#### Task
Set down exactly the lines from the one containing "Note to the class: mark the fork tine" through the last line of the records below, both included, and nothing else.

═════ Dataset content ═════

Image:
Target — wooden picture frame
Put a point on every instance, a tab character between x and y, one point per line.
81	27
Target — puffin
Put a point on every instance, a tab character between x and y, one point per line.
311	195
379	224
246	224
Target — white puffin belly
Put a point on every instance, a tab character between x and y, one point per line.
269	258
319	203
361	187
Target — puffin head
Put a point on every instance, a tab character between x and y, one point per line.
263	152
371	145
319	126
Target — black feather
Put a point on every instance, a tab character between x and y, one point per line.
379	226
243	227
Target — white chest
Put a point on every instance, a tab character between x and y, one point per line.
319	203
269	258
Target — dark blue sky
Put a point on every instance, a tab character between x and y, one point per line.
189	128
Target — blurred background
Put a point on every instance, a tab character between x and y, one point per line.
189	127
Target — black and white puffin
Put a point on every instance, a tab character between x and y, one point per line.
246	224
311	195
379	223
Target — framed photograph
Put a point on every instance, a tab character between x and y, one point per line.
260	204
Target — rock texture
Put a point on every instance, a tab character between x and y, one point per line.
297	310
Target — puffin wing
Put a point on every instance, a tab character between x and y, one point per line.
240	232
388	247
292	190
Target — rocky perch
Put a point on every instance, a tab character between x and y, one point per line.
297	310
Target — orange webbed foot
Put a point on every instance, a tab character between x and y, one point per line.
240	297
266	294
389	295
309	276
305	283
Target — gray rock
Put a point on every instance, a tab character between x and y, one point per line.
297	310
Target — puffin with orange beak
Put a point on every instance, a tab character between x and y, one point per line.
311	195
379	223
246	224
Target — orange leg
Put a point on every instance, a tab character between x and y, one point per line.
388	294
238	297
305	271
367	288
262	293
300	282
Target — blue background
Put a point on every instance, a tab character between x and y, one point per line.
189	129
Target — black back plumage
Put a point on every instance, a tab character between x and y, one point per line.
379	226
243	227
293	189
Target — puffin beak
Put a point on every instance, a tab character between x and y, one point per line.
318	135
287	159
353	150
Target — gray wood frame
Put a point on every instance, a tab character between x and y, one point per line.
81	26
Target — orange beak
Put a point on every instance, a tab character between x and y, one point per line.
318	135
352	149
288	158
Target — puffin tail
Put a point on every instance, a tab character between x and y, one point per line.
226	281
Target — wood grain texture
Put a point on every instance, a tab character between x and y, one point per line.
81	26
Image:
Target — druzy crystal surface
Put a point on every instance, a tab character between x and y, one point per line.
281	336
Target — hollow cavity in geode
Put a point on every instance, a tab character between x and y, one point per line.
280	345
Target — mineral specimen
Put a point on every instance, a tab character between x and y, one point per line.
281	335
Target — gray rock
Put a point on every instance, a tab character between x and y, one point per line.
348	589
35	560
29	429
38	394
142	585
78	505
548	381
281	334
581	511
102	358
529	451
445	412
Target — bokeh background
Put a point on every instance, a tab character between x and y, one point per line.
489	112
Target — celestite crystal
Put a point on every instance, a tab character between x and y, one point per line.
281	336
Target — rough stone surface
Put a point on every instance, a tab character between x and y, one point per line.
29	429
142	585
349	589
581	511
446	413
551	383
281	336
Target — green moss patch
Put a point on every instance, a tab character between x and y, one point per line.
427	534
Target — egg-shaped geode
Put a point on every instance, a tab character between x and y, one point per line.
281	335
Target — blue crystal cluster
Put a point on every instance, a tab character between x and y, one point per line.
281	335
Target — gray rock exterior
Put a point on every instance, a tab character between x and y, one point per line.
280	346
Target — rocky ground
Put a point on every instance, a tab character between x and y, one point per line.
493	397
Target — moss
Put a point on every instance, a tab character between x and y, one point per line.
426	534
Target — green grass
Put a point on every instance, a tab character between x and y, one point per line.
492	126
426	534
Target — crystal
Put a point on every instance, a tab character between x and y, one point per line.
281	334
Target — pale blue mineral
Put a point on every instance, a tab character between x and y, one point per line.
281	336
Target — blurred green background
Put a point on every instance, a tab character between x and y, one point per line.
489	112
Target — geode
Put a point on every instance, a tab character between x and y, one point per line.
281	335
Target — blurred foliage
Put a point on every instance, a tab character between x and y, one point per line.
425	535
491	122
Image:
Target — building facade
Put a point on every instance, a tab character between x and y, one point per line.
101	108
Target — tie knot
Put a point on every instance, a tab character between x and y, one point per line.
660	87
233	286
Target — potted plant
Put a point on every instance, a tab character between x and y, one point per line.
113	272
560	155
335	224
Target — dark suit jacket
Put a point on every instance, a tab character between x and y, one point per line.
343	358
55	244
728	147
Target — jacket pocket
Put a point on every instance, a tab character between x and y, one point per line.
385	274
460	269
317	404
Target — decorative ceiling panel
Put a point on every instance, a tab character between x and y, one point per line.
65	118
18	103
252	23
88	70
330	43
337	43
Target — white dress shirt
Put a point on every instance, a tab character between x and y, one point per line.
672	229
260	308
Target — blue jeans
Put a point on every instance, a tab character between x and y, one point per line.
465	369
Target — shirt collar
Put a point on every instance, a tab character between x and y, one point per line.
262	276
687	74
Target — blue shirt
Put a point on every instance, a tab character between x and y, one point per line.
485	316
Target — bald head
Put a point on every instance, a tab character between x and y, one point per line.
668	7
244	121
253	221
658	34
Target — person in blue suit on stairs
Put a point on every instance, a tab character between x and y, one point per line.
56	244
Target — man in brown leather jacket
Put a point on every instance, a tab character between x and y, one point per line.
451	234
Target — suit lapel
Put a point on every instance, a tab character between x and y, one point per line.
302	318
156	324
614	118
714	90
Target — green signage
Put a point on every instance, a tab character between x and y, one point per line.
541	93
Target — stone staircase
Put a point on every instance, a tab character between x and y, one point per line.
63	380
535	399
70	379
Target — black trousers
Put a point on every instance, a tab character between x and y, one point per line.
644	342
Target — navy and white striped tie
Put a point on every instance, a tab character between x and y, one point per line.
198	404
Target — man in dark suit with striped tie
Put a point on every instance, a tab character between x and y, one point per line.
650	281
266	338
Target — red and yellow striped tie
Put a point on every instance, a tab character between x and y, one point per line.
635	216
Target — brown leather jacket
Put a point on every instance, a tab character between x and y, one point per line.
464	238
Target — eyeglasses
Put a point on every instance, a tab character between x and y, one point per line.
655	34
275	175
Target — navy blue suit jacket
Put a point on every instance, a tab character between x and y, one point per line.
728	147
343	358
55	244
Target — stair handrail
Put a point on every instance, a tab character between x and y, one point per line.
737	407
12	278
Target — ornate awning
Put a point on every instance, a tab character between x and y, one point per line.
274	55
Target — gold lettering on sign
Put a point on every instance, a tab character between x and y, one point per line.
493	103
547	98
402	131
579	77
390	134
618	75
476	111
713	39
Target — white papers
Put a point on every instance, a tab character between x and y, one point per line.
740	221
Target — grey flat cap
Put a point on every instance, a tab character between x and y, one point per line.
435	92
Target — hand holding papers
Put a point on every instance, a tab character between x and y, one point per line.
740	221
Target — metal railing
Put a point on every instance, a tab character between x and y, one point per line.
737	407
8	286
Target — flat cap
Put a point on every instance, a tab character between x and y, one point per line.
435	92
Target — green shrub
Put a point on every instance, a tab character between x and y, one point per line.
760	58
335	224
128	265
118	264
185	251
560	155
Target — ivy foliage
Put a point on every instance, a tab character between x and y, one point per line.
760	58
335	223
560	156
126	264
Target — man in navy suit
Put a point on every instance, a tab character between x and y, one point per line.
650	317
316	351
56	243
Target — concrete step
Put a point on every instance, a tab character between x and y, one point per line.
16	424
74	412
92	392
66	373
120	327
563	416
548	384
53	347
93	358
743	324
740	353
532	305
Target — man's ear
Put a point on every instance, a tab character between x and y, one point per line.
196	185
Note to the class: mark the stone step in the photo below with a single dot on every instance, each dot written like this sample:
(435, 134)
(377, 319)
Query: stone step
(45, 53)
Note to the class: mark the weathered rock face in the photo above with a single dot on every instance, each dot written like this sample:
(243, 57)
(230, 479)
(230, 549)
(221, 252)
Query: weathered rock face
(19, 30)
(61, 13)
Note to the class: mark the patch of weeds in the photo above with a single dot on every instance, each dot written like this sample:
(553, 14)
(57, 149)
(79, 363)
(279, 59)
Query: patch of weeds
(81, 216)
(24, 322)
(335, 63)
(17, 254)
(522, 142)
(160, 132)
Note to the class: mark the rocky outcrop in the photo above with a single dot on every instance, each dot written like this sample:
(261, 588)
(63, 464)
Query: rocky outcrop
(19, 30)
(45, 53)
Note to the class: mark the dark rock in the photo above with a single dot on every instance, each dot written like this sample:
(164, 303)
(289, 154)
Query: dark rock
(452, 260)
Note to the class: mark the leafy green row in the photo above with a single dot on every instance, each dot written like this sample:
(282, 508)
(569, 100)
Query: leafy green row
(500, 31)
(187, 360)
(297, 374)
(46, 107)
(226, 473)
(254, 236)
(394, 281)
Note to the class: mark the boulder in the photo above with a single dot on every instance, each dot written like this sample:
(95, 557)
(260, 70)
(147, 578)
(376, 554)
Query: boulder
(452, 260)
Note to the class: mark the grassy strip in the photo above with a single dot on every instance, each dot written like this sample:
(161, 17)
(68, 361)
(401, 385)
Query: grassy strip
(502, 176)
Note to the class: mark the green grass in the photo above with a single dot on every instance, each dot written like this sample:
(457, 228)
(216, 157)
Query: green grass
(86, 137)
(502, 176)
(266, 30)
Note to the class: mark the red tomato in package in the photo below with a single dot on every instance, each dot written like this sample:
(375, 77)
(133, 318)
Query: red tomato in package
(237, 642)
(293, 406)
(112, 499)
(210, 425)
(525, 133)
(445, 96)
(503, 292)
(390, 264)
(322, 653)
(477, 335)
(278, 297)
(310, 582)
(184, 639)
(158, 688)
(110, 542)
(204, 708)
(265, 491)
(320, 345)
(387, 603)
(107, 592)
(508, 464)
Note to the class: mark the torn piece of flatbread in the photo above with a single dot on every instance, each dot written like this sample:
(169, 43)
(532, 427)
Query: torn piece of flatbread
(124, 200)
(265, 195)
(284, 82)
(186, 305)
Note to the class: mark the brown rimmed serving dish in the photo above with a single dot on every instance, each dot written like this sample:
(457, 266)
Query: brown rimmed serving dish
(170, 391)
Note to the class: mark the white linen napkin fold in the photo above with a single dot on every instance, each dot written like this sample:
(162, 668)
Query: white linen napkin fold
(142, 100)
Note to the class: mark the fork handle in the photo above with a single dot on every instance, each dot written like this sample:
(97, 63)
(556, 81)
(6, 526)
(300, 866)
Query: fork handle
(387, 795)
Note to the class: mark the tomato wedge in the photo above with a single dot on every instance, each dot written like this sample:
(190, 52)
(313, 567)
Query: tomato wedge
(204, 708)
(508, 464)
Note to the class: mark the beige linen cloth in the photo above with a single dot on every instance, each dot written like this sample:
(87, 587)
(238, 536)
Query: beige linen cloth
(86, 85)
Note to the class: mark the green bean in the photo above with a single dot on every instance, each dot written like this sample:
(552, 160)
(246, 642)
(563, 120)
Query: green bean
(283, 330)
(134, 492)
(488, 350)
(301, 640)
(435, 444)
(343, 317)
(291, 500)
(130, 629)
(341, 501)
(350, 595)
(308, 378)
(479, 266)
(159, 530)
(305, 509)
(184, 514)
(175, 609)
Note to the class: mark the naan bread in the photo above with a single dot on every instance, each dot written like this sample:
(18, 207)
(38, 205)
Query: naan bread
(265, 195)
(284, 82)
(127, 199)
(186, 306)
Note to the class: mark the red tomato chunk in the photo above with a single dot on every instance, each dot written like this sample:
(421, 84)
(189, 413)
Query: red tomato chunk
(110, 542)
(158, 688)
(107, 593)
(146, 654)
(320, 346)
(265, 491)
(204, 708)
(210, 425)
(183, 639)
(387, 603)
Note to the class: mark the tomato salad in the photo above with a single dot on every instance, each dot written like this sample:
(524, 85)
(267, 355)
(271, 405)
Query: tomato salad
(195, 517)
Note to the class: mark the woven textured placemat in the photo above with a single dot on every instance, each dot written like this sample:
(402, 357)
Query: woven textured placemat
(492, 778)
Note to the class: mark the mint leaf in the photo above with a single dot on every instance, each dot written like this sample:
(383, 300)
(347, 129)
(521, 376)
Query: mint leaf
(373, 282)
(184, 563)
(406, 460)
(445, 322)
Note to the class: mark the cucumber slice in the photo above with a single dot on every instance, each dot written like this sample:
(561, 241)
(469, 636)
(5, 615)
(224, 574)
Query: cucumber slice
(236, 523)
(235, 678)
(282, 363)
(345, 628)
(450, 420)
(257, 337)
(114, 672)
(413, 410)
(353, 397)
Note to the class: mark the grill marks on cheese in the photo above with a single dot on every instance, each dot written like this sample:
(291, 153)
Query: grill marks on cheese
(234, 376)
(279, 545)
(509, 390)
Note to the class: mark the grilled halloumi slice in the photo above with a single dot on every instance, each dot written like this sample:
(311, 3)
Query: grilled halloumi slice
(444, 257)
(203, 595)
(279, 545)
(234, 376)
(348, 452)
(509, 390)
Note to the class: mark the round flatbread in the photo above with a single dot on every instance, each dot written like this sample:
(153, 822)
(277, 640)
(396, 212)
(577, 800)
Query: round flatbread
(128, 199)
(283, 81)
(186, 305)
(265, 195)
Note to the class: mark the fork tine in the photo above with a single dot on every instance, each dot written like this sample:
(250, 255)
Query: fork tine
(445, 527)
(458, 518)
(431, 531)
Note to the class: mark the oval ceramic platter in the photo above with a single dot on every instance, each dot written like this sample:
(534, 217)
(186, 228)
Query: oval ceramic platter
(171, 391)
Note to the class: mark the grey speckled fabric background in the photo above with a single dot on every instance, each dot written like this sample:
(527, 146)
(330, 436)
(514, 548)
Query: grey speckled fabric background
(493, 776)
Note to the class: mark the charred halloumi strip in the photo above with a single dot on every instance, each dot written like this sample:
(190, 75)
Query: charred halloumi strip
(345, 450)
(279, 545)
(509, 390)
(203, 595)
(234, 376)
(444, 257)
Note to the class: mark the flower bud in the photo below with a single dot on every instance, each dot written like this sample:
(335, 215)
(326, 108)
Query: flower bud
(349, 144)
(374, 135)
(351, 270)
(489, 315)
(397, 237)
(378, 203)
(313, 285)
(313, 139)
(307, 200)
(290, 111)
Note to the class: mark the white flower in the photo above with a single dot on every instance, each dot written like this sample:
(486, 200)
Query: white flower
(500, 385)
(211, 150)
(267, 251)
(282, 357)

═════

#### Final result
Note to the class: mark the fork tine in the photo above with a single dot on every instance, each dot written like this sample:
(250, 255)
Query: fork tine
(445, 527)
(458, 518)
(431, 531)
Note to the class: mark the oval ceramic platter in the photo above with a single dot on every instance, each dot written like this sample:
(534, 217)
(186, 228)
Query: oval ceramic platter
(171, 391)
Note to the class: mark the grey speckled fabric background in the photo above with a single dot on every instance, each dot written like this sample:
(527, 146)
(330, 436)
(514, 548)
Query: grey speckled fabric background
(493, 776)
Note to the class: mark the charred halloumi strip in the photo above with a single dot on every instance, each dot written like this sample:
(190, 75)
Query: charred halloumi strip
(345, 450)
(279, 545)
(509, 390)
(203, 595)
(234, 376)
(444, 257)
Note to the class: mark the flower bud in the photo below with a single dot on every instance, each dot written like this sample:
(335, 215)
(326, 108)
Query: flower bud
(349, 144)
(374, 135)
(351, 270)
(489, 315)
(397, 237)
(378, 203)
(313, 285)
(313, 139)
(307, 200)
(290, 111)
Note to the class: mark the white flower in the photo above with a single dot on every instance, each dot written like this sample:
(486, 200)
Query: white flower
(500, 385)
(211, 150)
(267, 251)
(282, 357)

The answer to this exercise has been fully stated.